═══ Texte extrait

Pour Zakaria El Hamel, fondateur de "Jeunesse pour la Paix et le Dialogue entre les Cultures", l’éducation est un précieux levier pour la transformation des mentalités. Quant à la Méditerranée, elle est la mer de tous les défis! Questions-réponses...


LePetitJournal.com : Qu'est-ce qui vous a amené à devenir un défenseur de la paix et des droits humains?
Zakaria El Hamel : Mon parcours ne découle pas d’un événement unique, mais d’une conviction profonde façonnée par mon environnement. Ayant grandi en voyant de nombreux jeunes exclus, confrontés à l’intolérance et au manque d’opportunités, j’ai ressenti la responsabilité d’être la voix de ceux qu’on n’entend pas. Mes premières initiatives communautaires au Maroc m’ont vite montré que la paix et les droits humains sont des valeurs universelles à défendre. Ma plus grande inspiration reste la certitude que le dialogue et l'éducation peuvent transformer les sociétés.

══════
═══ Données fournies

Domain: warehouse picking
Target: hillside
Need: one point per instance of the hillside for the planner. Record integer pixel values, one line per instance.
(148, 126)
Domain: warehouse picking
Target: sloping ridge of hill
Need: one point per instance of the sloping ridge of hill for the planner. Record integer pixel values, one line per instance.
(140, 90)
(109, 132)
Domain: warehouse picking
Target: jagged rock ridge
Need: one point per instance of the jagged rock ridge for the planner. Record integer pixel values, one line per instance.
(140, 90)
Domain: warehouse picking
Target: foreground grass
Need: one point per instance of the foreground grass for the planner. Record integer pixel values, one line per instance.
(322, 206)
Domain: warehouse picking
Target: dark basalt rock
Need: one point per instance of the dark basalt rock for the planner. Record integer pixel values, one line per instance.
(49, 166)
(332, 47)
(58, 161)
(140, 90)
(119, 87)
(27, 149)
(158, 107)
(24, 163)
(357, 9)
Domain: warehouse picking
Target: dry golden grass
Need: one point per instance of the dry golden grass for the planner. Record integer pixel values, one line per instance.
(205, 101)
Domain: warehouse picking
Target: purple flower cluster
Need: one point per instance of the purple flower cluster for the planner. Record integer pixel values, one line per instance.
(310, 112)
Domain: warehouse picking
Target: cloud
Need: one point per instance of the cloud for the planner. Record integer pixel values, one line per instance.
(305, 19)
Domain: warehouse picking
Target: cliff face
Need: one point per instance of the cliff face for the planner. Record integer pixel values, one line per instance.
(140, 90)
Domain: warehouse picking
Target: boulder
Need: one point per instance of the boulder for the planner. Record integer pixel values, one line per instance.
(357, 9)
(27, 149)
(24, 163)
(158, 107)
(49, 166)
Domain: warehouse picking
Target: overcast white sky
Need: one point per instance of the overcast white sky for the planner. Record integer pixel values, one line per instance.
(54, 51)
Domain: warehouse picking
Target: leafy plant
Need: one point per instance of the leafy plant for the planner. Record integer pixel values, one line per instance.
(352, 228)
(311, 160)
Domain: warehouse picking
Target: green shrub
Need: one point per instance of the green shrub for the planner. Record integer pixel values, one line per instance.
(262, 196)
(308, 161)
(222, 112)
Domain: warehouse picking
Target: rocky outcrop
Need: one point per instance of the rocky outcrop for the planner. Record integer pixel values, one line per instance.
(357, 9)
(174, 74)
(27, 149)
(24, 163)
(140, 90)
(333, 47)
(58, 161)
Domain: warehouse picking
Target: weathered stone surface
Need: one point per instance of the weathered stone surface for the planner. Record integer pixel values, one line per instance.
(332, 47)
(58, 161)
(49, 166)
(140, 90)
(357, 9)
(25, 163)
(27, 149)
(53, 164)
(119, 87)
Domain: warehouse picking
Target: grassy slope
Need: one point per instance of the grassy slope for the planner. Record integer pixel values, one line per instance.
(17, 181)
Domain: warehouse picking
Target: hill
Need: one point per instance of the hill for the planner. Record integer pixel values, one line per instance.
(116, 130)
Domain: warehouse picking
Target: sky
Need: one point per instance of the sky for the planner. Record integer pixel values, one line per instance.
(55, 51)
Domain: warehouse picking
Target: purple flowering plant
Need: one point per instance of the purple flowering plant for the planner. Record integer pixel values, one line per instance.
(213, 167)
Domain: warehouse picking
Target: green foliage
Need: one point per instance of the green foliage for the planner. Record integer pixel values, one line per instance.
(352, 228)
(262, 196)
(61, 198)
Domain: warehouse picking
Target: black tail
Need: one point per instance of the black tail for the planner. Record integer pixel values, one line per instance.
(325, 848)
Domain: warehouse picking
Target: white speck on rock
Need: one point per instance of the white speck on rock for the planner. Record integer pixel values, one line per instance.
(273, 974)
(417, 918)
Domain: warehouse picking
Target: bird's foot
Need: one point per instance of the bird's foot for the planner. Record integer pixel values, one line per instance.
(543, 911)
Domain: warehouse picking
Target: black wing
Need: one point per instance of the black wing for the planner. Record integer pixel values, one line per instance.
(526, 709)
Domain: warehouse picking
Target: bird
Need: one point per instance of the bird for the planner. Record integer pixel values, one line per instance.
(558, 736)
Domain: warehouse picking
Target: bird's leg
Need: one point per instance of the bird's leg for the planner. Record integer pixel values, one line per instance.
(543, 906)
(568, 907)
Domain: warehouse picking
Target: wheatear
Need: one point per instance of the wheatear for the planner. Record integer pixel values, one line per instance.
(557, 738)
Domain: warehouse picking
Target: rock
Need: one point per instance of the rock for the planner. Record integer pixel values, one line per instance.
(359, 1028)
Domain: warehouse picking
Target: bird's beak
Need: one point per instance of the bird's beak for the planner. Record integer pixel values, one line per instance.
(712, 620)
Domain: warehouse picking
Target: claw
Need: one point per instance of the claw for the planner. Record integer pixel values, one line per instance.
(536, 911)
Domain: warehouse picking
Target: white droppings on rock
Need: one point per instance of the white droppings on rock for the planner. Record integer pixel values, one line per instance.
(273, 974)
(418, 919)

══════

## [Consigne]
D'après l'entretien avec Zakaria El Hamel, dans quel pays a-t-il mené ses premières initiatives communautaires ?

## [Réponse finale]
Il a mené ses premières initiatives communautaires au Maroc.